■ TASK PROMPT
Return, exactly and in full, the lines of the records below starting at the one with "Task: Tag the hand" and ending at the one with "Task: Tag the ceramic", and no other lines.

■ DATA TO USE
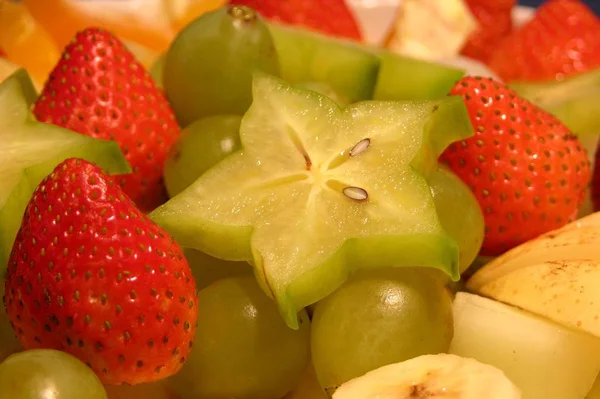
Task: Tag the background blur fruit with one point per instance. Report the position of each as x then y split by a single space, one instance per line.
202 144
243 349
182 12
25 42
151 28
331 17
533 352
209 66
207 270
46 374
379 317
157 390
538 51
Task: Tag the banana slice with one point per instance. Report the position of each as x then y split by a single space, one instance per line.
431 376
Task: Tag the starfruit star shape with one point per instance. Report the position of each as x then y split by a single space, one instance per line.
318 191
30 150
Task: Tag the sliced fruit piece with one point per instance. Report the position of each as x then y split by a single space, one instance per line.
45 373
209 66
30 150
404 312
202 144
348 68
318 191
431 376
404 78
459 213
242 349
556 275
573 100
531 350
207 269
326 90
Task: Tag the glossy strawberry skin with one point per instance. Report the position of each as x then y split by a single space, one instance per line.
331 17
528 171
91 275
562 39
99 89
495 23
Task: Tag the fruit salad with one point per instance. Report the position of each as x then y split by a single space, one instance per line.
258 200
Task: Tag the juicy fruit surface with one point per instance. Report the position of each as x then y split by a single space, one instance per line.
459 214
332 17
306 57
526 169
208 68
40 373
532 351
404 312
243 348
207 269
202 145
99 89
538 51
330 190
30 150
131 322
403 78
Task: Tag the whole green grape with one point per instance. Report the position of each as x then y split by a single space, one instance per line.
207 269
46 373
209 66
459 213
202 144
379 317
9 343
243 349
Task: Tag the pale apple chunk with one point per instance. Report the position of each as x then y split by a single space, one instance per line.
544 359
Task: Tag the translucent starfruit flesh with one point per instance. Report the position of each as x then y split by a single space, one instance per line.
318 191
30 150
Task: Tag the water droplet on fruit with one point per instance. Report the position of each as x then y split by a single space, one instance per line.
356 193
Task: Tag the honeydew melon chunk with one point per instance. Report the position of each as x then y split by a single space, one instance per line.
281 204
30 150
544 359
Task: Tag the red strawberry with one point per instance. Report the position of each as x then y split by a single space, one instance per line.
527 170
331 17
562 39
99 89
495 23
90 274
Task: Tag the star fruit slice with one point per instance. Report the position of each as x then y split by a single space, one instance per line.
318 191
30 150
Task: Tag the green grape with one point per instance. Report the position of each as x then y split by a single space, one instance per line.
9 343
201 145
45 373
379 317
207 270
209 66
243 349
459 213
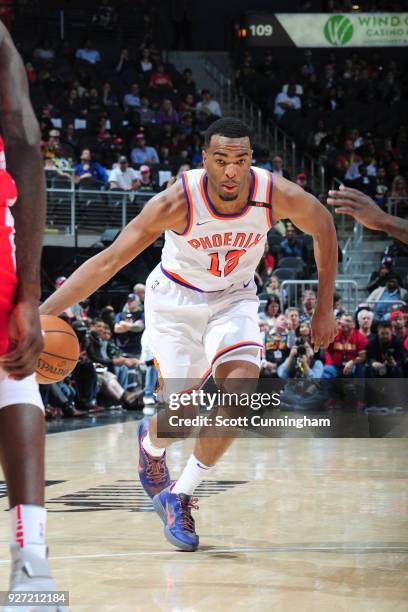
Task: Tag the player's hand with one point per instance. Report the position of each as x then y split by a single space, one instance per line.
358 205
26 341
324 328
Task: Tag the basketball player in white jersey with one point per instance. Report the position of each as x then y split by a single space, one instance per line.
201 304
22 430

---

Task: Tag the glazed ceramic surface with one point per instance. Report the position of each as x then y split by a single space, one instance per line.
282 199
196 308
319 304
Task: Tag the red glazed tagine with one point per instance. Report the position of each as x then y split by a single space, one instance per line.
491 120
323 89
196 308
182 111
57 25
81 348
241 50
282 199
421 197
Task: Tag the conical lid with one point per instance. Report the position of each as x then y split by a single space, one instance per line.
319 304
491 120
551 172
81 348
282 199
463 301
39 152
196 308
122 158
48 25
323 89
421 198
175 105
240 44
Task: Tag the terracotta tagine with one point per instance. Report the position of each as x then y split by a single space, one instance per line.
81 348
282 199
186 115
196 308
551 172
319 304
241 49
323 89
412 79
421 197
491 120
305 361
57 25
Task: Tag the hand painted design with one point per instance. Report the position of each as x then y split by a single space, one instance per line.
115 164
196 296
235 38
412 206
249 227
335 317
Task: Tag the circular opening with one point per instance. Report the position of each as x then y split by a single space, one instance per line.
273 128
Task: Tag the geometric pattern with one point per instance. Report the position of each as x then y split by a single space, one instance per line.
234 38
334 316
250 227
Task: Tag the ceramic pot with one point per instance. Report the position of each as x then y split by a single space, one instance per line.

■ ANSWER SECTION
Task: Tag the hand painted design with one point per instance. Report the position of each as x then y split by a single space, one instance per line.
115 164
196 296
235 38
412 206
249 227
335 317
Task: Tag the circular opening with one point per instance. Report the position of each as x then y split by a single space, one instance per line.
273 128
Task: Tag the geometric pattern with one point per instance. Report the position of each as x then y split by a single space, one instance per line.
234 38
334 316
250 227
Task: Tag the ceramic pot with one point per instance. Report the position of each as x then y split by a single space, one instance per line.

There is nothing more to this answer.